== What to work on ==
Collect the lines of the entries where "below" shows up.

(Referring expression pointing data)
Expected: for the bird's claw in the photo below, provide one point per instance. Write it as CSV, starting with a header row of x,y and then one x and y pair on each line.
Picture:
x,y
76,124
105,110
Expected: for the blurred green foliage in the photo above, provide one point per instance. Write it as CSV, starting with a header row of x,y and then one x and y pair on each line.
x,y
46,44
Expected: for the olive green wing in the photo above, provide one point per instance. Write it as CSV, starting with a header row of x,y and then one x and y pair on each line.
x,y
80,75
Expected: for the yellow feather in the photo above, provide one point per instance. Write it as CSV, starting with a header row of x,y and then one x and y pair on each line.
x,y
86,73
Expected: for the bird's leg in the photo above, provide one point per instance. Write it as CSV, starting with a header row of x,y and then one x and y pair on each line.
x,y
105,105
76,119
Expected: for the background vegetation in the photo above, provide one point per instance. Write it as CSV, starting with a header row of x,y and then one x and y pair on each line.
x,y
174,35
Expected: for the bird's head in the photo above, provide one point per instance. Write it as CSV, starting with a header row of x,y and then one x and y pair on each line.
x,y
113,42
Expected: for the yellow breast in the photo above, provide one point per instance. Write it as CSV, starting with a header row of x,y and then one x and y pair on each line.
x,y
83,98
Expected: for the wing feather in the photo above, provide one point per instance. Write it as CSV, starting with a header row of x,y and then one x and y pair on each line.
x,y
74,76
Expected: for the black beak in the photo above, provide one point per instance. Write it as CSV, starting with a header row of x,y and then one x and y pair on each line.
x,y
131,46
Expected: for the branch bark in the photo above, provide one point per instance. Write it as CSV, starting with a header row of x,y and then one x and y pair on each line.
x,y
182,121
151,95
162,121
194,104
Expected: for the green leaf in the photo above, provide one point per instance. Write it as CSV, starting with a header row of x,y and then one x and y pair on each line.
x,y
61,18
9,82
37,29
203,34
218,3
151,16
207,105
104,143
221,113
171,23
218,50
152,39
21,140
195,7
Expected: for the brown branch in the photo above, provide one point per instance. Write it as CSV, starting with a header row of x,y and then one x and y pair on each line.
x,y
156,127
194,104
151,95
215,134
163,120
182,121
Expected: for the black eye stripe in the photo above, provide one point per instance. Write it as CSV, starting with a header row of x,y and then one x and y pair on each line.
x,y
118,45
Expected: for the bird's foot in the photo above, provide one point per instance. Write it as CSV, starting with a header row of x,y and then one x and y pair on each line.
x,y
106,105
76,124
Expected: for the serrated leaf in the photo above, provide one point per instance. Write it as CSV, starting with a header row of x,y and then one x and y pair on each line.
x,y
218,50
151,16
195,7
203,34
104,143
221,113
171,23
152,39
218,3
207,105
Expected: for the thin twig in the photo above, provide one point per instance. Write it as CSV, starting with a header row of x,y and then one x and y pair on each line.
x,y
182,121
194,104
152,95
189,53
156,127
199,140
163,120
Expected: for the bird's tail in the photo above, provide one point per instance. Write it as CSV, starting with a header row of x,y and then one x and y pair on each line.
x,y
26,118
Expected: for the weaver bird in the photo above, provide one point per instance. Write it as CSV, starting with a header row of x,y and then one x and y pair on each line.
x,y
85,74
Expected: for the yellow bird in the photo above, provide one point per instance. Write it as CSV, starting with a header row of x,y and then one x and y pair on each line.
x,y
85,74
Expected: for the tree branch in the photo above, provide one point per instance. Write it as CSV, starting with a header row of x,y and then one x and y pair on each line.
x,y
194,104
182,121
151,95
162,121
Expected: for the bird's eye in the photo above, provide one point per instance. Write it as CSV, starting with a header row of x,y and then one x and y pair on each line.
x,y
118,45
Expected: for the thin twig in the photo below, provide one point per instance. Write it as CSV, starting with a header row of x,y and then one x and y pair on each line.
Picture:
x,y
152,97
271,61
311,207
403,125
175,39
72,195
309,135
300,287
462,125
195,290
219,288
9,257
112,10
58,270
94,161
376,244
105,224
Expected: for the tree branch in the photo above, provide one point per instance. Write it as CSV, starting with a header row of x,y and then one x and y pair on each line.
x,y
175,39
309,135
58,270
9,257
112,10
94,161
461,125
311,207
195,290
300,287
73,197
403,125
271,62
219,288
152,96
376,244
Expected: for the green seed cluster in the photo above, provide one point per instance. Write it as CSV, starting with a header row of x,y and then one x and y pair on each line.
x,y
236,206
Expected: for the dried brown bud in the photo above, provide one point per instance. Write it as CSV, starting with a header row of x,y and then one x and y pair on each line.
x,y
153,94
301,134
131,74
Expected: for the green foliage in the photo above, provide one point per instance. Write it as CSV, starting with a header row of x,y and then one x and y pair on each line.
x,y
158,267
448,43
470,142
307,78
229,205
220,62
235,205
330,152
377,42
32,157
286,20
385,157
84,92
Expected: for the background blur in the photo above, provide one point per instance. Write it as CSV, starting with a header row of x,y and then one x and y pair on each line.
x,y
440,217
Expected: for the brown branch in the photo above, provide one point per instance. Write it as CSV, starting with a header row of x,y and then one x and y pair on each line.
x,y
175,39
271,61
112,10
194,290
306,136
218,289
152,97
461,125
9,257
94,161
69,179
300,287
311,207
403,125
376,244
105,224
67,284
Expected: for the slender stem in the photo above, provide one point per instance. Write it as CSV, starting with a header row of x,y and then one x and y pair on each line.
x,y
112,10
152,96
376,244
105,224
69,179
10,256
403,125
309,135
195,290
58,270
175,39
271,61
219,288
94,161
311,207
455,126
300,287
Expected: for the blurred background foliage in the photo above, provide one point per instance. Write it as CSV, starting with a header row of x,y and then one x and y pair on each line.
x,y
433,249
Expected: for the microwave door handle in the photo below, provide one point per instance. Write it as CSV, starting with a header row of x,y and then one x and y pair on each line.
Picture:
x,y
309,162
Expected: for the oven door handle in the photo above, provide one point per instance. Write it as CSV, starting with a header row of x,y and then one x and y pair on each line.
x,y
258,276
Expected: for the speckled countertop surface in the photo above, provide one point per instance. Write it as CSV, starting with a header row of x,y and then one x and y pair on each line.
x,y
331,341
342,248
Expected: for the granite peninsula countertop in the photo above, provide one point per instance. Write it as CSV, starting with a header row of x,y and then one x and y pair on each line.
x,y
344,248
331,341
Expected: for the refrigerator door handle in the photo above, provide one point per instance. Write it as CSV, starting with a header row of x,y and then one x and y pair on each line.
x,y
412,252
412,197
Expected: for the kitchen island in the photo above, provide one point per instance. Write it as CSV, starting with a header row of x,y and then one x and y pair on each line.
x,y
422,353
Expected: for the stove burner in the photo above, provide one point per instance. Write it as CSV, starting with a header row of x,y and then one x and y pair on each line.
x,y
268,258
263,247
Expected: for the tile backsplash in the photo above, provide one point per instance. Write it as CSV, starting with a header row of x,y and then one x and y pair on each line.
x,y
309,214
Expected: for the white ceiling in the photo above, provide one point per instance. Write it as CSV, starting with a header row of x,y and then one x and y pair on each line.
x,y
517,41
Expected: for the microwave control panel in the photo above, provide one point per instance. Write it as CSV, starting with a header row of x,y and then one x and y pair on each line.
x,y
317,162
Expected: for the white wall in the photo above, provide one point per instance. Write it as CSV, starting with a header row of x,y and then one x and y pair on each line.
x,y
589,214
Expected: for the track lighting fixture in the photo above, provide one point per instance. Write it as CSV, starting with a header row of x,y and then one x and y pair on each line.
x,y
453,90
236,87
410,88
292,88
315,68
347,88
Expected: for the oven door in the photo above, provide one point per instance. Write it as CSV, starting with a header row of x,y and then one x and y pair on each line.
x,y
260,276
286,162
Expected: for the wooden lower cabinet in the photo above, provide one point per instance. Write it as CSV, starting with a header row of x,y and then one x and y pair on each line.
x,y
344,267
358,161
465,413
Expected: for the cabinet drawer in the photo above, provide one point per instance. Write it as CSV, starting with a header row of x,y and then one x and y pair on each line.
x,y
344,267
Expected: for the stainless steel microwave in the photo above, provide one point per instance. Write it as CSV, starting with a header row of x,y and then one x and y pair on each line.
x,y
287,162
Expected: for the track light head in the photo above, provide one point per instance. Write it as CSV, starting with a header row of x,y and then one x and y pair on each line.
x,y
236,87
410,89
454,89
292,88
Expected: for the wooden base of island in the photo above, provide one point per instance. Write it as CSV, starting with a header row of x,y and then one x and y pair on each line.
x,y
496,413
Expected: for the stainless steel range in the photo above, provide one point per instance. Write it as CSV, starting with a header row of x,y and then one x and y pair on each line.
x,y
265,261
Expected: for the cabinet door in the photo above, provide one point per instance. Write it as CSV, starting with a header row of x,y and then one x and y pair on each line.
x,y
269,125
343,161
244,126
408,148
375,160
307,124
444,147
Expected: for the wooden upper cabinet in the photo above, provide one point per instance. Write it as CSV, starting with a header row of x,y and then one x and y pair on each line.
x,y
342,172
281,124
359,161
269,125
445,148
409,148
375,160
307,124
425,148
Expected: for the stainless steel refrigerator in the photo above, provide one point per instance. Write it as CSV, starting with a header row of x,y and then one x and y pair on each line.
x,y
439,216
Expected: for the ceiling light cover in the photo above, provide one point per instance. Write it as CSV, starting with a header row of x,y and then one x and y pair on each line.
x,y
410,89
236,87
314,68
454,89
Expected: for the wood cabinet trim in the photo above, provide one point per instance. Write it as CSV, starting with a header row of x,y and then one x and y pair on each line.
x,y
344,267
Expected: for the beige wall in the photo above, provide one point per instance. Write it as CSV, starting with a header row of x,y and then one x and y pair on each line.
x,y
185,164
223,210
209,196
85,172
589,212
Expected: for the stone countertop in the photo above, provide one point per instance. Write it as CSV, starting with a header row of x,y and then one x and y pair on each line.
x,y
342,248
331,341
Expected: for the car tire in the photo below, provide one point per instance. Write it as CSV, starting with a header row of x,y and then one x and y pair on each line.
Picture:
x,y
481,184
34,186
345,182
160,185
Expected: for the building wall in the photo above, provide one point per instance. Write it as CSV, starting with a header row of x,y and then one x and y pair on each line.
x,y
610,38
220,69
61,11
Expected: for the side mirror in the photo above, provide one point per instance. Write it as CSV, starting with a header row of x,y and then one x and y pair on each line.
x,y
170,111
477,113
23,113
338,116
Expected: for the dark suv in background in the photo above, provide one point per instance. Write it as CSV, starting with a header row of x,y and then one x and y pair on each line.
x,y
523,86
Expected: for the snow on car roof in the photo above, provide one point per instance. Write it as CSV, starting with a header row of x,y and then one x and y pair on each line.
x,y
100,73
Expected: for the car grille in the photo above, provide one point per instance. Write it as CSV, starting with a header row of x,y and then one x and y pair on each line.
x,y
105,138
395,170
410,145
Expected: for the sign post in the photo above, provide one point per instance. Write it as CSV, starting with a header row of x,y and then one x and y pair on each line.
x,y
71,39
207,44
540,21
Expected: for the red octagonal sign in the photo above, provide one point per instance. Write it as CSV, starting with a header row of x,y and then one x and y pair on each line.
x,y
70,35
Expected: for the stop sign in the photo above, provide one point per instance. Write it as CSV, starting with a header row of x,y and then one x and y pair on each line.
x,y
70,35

== Reply to the task ==
Expected: for the bird's claw in the photo below, provide one point per instance. Write it as CSV, starting with a header row of x,y and then one x and y pair on each line.
Expected: for the thin twig in the photo below, provide one point per instance. Write it as CSV, starting with a header row of x,y and then one x and y pair on each line.
Expected: for the microwave door handle in the photo below, provide one point per instance. Write it as CSV, starting with a header row of x,y and then one x and y pair on each line.
Expected: for the car tire in the photo below, provide one point per instance. Write it as CSV, starting with a header row of x,y and then one x and y pair on each line.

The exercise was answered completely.